"Certainly the Oedipus Rex is a play about the blindness of man and the desperate insecurity of the human condition: in a sense every man must grope in the dark as Oedipus gropes, not knowing who he is or what he has to suffer; we all live in a world of appearance which hides from us who-knows-what dreadful reality. But surely the Oedipus Rex is also a play about human greatness. Oedipus is great, not in virtue of a great worldly position—for his worldly position is an illusion which will vanish like a dream—but in virtue of his inner strength: strength to pursue the truth at whatever personal cost, and strength to accept and endure it when found. ‘This horror is mine,’ he cries, ‘and none but I is strong enough to bear it’ (1414). Oedipus is great because he accepts the responsibility for all his acts, including those which are objectively most horrible, though subjectively innocent.
To me Oedipus personally is a kind of symbol of the human intelligence which cannot rest until it has solved all the riddles—even the last riddle, to which the answer is that human happiness is built on an illusion.” (E.R. Dodds, “On Misunderstanding the “Oedipus Rex”’, Greece and Rome, Cambridge University Press, 1966.)

[Part of a data file]
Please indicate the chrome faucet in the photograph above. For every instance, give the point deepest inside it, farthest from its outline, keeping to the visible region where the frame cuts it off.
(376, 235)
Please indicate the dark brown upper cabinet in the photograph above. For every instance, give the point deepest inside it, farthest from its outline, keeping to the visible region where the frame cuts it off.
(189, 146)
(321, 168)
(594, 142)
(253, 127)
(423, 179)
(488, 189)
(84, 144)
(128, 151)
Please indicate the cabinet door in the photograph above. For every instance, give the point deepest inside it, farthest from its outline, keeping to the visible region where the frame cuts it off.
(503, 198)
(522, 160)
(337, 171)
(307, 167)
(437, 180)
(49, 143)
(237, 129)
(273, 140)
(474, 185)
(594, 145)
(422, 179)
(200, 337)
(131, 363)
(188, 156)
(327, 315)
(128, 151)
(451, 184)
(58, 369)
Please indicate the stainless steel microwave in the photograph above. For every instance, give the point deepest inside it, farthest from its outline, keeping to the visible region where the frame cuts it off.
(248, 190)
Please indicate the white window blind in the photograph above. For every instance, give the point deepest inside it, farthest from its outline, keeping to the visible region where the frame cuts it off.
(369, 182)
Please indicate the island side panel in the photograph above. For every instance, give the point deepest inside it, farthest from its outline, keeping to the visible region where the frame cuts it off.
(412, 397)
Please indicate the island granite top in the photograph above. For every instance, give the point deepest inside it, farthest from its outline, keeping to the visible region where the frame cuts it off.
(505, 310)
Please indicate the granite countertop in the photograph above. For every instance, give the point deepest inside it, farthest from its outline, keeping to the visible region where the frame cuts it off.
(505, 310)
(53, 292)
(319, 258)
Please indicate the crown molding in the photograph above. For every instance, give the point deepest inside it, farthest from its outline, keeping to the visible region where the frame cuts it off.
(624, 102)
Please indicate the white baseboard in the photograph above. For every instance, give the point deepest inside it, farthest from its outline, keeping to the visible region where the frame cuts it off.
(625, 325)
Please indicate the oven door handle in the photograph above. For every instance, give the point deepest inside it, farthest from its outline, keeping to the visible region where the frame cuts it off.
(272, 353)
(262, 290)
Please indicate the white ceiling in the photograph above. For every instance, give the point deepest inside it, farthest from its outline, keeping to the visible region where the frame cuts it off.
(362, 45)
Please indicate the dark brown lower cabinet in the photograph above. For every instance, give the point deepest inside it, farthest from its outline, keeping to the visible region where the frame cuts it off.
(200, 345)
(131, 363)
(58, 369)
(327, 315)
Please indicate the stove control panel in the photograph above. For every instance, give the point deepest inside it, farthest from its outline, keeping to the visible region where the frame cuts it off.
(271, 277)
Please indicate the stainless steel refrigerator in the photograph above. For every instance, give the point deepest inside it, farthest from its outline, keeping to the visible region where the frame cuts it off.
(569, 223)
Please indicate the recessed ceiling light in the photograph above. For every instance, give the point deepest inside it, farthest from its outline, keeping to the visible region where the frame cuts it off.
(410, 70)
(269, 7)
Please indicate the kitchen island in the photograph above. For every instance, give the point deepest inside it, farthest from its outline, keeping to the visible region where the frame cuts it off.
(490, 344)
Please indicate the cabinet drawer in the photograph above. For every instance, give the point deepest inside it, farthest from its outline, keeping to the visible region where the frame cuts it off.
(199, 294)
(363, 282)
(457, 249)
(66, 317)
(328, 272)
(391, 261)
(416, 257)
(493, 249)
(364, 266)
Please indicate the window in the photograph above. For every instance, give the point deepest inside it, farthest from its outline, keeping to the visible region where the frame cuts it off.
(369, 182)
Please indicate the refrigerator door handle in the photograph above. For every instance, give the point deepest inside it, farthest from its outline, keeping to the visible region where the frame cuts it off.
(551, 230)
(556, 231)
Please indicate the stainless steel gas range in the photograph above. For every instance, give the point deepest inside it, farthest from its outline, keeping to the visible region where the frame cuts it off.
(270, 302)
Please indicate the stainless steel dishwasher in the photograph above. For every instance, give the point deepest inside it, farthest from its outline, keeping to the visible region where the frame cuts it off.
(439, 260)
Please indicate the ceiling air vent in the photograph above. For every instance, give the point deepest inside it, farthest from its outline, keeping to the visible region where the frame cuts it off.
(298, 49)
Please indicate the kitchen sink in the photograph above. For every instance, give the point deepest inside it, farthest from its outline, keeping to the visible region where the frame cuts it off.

> Given request 1:
Answer these questions from the passage on the Oedipus Rex:
(a) According to the passage, what is the source of Oedipus's greatness?
(b) Which line number is cited for the cry "This horror is mine"?
(c) In which journal did the essay appear?
> Given request 2: List each detail of the bibliographic reference given at the end of the passage on the Oedipus Rex.
> Given request 3: Carry the passage on the Oedipus Rex forward from its final sentence.

> Final result 1:
(a) His inner strength: the strength to pursue the truth at whatever personal cost, and the strength to accept and endure it when found.
(b) Line 1414.
(c) Greece and Rome.

> Final result 2:
- Author: E.R. Dodds
- Title: On Misunderstanding the "Oedipus Rex"
- Journal: Greece and Rome
- Publisher: Cambridge University Press
- Year: 1966

> Final result 3:
“Beyond the questions of time, change, and the multiplicity and fluidity of identity, Oedipus’ tragedy also asks whether human life is trapped in a pattern of its own or others’ making or is all random, as Jocasta says. He asks, in other words, whether the sources of such suffering lie in an overstructured or an understructured universe, absolute necessity or absolute chance. That question can have no ultimate answer. But to confront the alternatives with such total and open risk is truly to encounter the demonic Sphinx and therewith to leave behind the safe, defined spaces of house and city and cross the dangerous boundaries between man, beast and God.” (Charles Segal, Tragedy and Civilization, 248).
“It is not the action of the gods and their oracles which matter so much but rather, as Knox points out, how Oedipus thinks and feels about the nature of his pollution, and how he acts upon it….the main event is not the fulfillment of the prophecy, but the discovery by Oedipus of his own identity.” (Taboo in the Oedipus Theme, Thalia Phillies Howe, Transactions and Proceedings of the American Philological Association)
Oedipus Rex has been the poster child of Greek tragedy for much of its 2500-odd year existence. As a result of this, it carries with it nearly two and a half millennia of scholarship and criticism, with the shadows of Aristotle, Freud and many others looming large over the script. It has been a psychosexual drama and a harbinger of political unrest, a condemnation of and paean to human nature, a murder mystery and a thinly-veiled analogue for Athenian intrigue.
It is all of these. It is none of these. And what we at Court Theatre have made of it is ours and ours alone.
Onward and upward!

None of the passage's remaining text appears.